* **What is required**: Print the material word for word, from the line with "task: segment every instance of the man" to the line with "M 600 271 L", both included.

* **Records provided**:

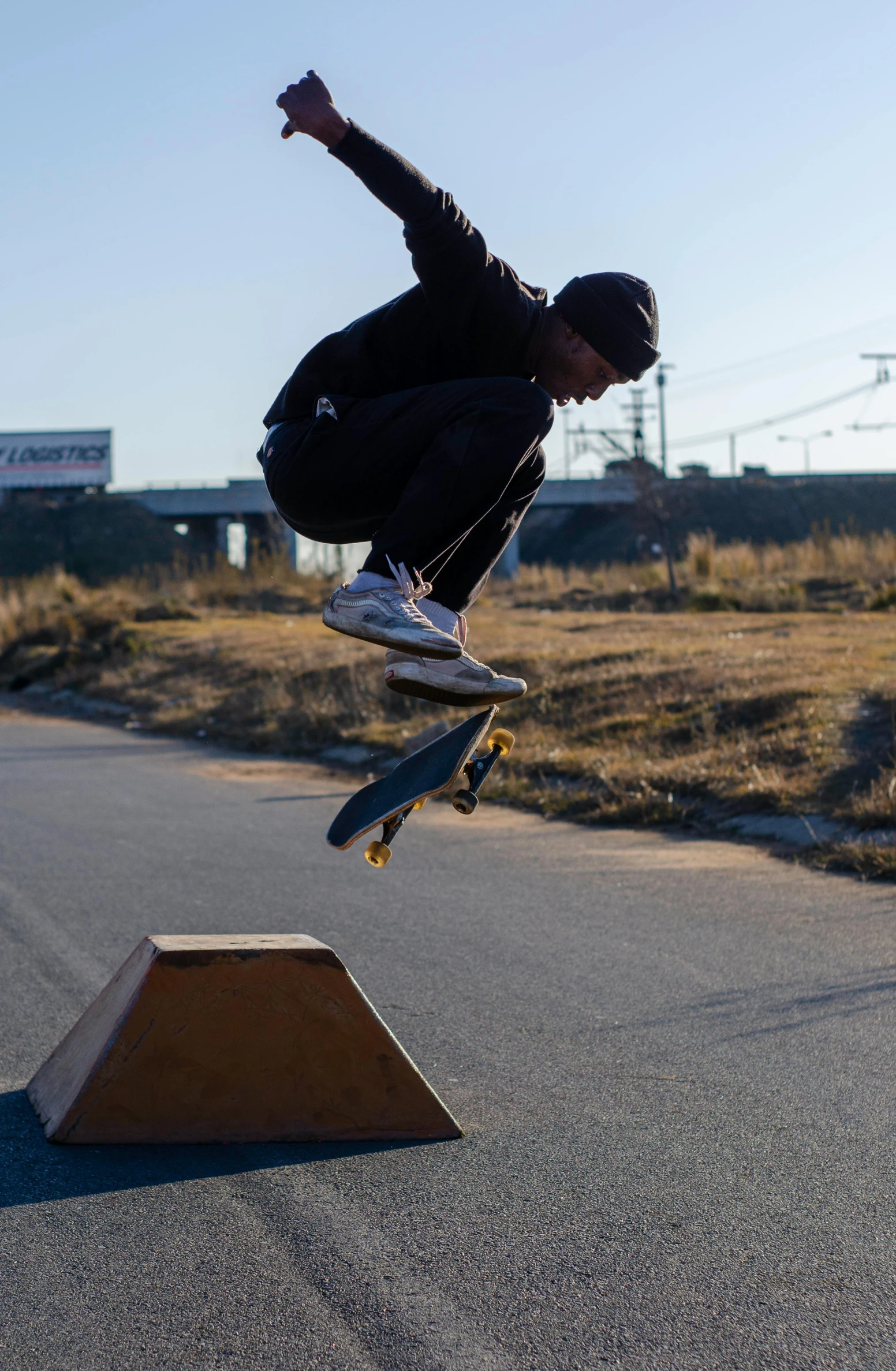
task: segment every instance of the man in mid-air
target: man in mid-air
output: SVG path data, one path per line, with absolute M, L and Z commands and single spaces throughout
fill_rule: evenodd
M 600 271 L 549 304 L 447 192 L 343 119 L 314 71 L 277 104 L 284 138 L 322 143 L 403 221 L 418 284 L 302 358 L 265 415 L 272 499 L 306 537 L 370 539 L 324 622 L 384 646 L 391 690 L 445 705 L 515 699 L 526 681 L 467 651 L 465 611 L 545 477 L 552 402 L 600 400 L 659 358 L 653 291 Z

---

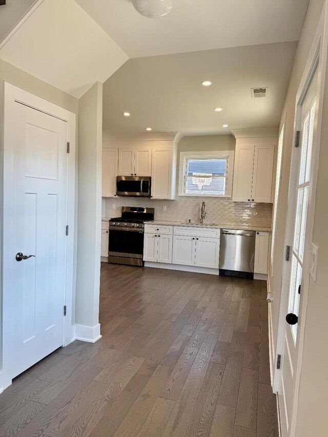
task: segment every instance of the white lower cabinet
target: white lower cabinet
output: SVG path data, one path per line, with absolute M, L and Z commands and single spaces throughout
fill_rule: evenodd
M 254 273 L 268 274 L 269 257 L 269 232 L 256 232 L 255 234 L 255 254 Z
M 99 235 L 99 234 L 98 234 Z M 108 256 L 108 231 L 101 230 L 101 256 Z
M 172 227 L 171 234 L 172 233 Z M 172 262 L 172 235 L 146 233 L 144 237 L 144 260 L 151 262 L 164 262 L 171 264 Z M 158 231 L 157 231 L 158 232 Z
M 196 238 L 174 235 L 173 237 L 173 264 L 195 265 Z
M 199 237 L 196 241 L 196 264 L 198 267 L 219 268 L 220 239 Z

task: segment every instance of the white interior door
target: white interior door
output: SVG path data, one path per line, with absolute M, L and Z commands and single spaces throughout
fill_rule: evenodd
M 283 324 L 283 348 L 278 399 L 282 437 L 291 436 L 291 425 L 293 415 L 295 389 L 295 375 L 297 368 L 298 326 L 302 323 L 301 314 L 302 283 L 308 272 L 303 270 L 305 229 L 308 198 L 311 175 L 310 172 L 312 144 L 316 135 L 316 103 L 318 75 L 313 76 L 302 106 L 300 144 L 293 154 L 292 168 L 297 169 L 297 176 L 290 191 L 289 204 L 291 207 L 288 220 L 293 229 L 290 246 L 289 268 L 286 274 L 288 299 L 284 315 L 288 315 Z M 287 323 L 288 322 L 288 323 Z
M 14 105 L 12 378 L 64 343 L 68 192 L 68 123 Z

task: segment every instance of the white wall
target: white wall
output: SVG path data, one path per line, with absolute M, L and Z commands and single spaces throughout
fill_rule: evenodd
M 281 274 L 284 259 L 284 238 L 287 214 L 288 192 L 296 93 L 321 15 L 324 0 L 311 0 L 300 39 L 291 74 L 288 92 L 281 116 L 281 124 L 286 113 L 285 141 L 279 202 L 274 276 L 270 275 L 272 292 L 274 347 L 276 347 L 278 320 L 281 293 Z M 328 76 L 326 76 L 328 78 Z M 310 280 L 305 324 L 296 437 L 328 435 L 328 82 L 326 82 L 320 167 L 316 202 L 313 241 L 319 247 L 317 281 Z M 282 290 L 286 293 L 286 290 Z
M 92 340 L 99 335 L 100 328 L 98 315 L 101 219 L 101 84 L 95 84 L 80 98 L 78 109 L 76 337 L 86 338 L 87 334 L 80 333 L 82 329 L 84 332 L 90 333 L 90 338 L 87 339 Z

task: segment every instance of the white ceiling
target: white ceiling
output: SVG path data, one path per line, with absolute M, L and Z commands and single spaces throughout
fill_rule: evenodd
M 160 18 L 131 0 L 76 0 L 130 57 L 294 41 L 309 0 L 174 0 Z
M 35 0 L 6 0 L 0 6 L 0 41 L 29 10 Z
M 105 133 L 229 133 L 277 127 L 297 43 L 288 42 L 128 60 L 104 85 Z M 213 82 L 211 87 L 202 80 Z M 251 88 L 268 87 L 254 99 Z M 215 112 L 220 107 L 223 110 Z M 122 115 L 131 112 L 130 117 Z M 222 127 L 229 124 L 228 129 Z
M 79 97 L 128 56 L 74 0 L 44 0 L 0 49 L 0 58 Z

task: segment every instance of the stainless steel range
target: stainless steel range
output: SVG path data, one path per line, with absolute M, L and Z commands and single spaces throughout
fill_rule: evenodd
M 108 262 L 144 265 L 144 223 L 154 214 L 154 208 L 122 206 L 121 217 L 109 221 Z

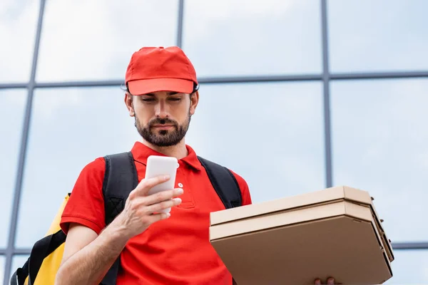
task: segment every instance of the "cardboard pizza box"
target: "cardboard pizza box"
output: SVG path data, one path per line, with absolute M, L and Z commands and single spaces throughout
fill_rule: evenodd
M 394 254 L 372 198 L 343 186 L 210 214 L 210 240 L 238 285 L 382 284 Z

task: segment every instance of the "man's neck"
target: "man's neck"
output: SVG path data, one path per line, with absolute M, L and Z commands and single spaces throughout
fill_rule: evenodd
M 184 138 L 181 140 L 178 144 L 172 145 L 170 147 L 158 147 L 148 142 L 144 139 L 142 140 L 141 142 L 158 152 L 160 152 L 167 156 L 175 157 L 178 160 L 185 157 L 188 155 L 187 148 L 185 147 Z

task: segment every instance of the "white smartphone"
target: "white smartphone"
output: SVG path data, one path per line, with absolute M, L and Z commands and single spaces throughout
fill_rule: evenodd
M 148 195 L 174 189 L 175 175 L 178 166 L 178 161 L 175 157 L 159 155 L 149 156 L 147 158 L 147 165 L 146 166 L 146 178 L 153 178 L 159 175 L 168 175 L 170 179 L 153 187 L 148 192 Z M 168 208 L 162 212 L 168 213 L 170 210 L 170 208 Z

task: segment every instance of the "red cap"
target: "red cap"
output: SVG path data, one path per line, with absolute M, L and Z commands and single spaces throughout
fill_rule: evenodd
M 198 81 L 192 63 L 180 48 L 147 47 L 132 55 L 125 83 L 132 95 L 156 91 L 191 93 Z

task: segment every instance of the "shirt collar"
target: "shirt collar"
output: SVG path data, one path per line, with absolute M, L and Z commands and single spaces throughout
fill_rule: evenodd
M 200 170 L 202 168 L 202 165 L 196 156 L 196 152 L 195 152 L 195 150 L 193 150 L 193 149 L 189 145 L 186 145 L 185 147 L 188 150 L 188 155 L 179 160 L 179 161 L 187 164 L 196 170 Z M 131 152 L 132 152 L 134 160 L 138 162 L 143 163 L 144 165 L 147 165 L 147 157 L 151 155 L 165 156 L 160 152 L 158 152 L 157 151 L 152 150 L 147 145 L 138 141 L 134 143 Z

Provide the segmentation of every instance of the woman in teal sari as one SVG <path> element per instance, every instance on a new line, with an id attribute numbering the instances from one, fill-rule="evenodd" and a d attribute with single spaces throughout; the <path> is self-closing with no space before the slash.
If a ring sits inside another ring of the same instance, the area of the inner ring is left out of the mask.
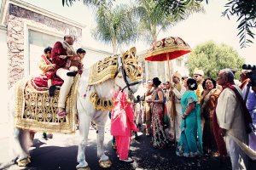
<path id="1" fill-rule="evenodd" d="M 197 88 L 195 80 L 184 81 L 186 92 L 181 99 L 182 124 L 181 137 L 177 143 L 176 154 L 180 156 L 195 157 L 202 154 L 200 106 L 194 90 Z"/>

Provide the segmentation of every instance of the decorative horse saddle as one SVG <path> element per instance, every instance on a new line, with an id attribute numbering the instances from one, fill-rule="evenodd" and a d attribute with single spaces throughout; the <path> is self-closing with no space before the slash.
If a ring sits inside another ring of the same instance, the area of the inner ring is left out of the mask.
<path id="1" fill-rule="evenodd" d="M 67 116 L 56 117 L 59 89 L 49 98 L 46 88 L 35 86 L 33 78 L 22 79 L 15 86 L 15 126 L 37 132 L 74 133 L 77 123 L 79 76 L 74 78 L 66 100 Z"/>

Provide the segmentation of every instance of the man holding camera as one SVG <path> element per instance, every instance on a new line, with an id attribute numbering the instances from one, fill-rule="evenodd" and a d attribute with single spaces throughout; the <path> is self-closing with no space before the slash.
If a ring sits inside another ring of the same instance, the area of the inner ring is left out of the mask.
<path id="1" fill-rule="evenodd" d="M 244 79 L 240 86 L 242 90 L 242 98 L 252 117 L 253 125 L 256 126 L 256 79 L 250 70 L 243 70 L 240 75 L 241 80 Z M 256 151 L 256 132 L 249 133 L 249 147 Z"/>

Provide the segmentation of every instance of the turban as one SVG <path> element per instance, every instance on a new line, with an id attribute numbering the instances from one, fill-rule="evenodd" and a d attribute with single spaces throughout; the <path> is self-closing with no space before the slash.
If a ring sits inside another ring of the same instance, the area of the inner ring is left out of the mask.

* **Task result**:
task: segment every instance of the man in mid-air
target: man in mid-air
output: SVG path data, one path per line, with absolute M, L and Z commands and single spaces throughout
fill_rule: evenodd
M 600 271 L 549 304 L 447 192 L 343 119 L 314 71 L 277 104 L 284 138 L 322 143 L 403 221 L 418 284 L 302 358 L 265 415 L 272 499 L 306 537 L 370 539 L 324 622 L 384 646 L 391 690 L 445 705 L 515 699 L 526 681 L 467 651 L 465 611 L 545 477 L 552 402 L 600 400 L 659 358 L 653 291 Z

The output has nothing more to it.